» Textauszug:
%%

Für Menschen mit Behinderungen ist Sport weit mehr als nur Bewegung – er bedeutet Gesundheit, Lebensfreude und Zugehörigkeit. Doch in Deutschland bleibt das Recht auf Sport viel zu oft unerfüllt, befindet der Verband in einer Pressemeldung. Am 3. Dezember 2024, dem „Internationalen Tag der Menschen mit Behinderungen“, macht er deshalb auf eine „erschreckende Realität“ aufmerksam: 55 Prozent der Menschen mit Beeinträchtigungen treiben nie Sport – und das nicht aus eigenem Willen, sondern weil zu oft entsprechende Hilfsmittel von Kostenträgern nicht bewilligt werden.

%%

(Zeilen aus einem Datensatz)

%%

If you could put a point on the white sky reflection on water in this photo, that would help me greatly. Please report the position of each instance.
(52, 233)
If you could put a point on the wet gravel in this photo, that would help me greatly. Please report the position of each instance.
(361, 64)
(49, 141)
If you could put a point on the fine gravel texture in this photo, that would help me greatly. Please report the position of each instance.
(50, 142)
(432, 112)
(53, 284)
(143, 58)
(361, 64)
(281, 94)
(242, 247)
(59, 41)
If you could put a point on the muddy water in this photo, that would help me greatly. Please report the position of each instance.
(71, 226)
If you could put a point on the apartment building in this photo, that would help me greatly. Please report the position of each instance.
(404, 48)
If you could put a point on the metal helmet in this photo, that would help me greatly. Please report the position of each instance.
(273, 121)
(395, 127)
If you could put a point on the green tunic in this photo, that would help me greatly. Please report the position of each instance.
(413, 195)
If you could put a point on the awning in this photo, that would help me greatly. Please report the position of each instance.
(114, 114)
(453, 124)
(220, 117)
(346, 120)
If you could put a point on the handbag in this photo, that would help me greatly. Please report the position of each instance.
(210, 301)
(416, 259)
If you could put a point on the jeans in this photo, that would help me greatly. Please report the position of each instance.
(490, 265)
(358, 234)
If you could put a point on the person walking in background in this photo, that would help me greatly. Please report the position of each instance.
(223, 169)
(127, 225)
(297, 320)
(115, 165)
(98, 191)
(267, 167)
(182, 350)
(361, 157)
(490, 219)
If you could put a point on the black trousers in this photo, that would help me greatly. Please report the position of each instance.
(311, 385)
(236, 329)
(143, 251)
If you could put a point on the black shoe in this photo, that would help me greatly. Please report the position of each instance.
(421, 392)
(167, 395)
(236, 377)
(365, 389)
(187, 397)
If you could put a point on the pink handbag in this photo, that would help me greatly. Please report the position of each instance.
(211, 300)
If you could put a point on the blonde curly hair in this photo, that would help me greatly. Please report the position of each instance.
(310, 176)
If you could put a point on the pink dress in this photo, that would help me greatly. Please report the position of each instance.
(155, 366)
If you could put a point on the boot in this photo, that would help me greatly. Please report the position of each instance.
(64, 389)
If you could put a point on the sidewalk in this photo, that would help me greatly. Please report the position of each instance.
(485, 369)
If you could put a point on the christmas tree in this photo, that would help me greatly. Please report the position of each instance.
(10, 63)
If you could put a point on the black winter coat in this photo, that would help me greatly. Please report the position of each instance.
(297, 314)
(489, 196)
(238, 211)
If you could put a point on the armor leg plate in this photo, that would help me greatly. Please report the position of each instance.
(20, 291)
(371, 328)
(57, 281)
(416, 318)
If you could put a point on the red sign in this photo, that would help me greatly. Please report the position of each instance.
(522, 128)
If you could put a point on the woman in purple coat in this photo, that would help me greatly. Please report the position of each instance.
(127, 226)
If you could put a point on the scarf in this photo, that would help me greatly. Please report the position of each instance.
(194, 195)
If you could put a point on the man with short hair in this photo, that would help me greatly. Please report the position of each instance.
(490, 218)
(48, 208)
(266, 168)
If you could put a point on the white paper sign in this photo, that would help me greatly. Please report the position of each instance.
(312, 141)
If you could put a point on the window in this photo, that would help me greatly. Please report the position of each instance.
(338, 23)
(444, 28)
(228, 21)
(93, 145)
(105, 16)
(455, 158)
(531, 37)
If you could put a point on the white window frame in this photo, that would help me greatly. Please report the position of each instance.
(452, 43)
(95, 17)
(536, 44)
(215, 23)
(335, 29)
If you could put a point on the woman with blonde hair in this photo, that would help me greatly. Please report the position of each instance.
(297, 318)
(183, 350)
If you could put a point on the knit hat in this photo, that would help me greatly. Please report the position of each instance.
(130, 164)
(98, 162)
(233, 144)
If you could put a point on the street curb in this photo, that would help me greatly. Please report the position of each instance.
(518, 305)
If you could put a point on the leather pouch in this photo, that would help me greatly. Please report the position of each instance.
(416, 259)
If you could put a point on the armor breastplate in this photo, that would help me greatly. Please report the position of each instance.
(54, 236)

%%

» Aufgabenziel: Fasse den Textauszug über Sport für Menschen mit Behinderungen in zwei Sätzen zusammen.

» Ergebnis: Für Menschen mit Behinderungen bedeutet Sport Gesundheit, Lebensfreude und Zugehörigkeit, doch nach Auffassung des Verbands bleibt das Recht darauf in Deutschland viel zu oft unerfüllt. Zum Internationalen Tag der Menschen mit Behinderungen am 3. Dezember 2024 weist er darauf hin, dass 55 Prozent der Menschen mit Beeinträchtigungen nie Sport treiben, und zwar nicht aus eigenem Willen, sondern weil Kostenträger zu oft Hilfsmittel nicht bewilligen.